• [TASK REQUIREMENTS]: Rewrite every line of the items below as a JSON list of strings, one string per line, and omit any blank lines.

• [MATERIAL PROVIDED]:
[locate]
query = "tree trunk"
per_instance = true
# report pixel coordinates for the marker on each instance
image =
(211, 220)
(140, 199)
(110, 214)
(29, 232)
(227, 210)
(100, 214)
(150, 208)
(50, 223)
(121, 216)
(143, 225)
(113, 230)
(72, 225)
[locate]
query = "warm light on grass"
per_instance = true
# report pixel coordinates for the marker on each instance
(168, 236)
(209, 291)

• [SOLUTION FOR THIS EXERCISE]:
[
  "[locate]",
  "query = \"tree trunk\"",
  "per_instance = true",
  "# report pixel coordinates for the marker on each instance",
  "image =",
  "(211, 220)",
  "(140, 199)",
  "(110, 214)",
  "(29, 232)",
  "(227, 210)",
  "(100, 214)",
  "(150, 208)",
  "(50, 223)",
  "(121, 216)",
  "(143, 225)",
  "(113, 230)",
  "(72, 225)",
  "[locate]",
  "query = \"warm light on grass\"",
  "per_instance = true",
  "# report pixel coordinates for the marker on each instance",
  "(168, 236)",
  "(209, 291)"
]